_TEXTE SOURCE_:
Les chrétiens Orthodoxes fêtent la Résurrection ce dimanche 16 avril, une semaine après les Catholiques.
L’occasion d’évoquer Nicolas Gogol qui passait assurément pour l’écrivain le plus religieux de la littérature russe, non seulement par sa vision des choses, mais aussi par le mode de vie. L’œuvre de Gogol possède même au dire des exégètes « un grand potentiel missionnaire » en ce qu’elle « aiderait l’homme contemporain à comprendre le sens d’un sacré » singulièrement absent chez « l’Occidental » contemporain !
Or, en avril 1864, l’écrivain russe Tourguénieff, qui résidait alors à Paris, se plaignait dans sa correspondance avec Pauline Viardot de « l’air encore froid et de la lenteur avec laquelle le printemps arrivait, qui nous paraît un peu insipide, à nous autres Russes, habitués que nous sommes à une explosion violente, presque brutale de la vie arrêtée et enfermée pendant cinq mois sous la glace et la neige » (en français dans le texte).

[Données sources]

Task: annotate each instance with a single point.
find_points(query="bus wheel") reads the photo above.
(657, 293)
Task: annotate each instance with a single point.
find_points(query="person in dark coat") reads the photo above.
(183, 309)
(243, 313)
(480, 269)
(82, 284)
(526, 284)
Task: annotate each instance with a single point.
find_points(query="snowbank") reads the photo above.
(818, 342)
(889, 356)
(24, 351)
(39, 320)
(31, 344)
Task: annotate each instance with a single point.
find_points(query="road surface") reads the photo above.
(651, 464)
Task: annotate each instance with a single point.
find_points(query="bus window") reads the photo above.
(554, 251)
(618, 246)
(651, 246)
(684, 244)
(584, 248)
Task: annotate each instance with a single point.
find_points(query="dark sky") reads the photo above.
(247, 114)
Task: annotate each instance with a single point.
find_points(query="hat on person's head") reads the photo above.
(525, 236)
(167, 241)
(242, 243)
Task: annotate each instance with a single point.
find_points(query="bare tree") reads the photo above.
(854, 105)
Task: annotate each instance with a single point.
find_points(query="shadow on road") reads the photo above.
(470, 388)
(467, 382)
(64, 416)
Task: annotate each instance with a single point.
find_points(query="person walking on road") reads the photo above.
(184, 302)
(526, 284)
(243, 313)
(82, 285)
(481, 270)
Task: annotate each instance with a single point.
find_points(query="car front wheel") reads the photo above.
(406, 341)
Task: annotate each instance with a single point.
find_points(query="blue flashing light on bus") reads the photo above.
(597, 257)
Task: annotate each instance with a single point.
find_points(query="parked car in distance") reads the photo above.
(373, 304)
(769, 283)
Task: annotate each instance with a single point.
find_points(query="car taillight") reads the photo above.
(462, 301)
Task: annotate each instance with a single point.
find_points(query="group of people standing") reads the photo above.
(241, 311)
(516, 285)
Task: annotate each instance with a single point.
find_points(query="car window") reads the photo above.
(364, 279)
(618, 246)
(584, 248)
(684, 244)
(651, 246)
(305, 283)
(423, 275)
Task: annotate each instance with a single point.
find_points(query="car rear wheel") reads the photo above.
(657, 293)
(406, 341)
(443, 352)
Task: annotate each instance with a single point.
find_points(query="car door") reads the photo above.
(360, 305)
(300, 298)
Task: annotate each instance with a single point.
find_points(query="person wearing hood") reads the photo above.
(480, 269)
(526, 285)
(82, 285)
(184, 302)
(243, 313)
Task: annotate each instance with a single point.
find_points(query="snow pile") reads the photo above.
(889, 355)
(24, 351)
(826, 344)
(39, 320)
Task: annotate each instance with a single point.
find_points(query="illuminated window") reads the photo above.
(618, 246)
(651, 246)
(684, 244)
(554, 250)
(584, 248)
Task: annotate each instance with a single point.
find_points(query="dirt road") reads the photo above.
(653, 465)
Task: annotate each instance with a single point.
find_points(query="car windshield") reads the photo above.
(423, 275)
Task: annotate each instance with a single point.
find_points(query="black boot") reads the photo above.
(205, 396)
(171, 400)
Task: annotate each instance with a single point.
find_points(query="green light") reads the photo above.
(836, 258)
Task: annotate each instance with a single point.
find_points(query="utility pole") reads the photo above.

_CONSIGNE A_: Dans le texte source, reformulez sous forme de liste courte le paragraphe qui commence par « L'occasion d'évoquer Nicolas Gogol », en conservant ses faits principaux.
_CONSIGNE B_: Prolongez le texte source après sa dernière phrase, celle qui cite la lettre de Tourguénieff à Pauline Viardot sur le printemps parisien.

_CORRIGÉ A_:
- La fête orthodoxe de la Résurrection permet d'évoquer Nicolas Gogol.
- Gogol passait pour l'écrivain le plus religieux de la littérature russe, par sa vision des choses comme par son mode de vie.
- Selon les exégètes, son œuvre a « un grand potentiel missionnaire ».
- Elle aiderait l'homme contemporain à comprendre le sens d'un sacré absent chez « l'Occidental » d'aujourd'hui.

_CORRIGÉ B_:
Cette véritable transe que provoquait le retour du printemps, à l’origine fête païenne dont la marque atavique avait coloré le rituel chrétien, le compositeur Rimsky-Korsakoff l’avait admirablement rendue dans sa « Grande Pâques russe », à l’époque où Nicolas Gogol réapprenait à ses contemporains le symbolisme de l’office divin et où les musiciens slavophiles ressuscitaient l’esprit national dans leurs compositions aux couleurs de la Sainte Russie.
Il en a décrit l’atmosphère dans son « Journal de ma vie musicale » : « Le carillon orthodoxe russe n’est-il pas de la musique dansante ? Les barbes frémissantes des prêtres et des diacres en chasubles écarlates, chantant dans un tempo Allegro vivo « Bonnes Pâques » ne transportent-elles pas l’imagination en des temps très
anciens » ? C’est cet aspect légendaire de la fête, passage du soir triste et mystérieux de la Passion à la réjouissance effrénée du matin de la Résurrection que l’on ne peut manquer de ressentir par toutes les fibres de son âme lors des matines pascales dans une église orthodoxe.
Le triomphe de la lumière le Samedi Saint
Encore de nos jours, Pâques est la fête majeure du calendrier de l’église orthodoxe et c’est en Russie que sa célébration revêt son plus grand éclat. Il est de tradition qu’une délégation assiste à la cérémonie du Feu nouveau à l’église du Saint-Sépulcre, à Jérusalem, et l’achemine en avion à Moscou où le Patriarche célèbre l’office pascal à la Cathédrale du Christ Sauveur. Car, chaque année, se reproduit ce miracle du Feu du Saint-Sépulcre qui descend le Samedi Saint, embrase en un instant une multitude de cierges et illumine la basilique de la Résurrection à Jérusalem.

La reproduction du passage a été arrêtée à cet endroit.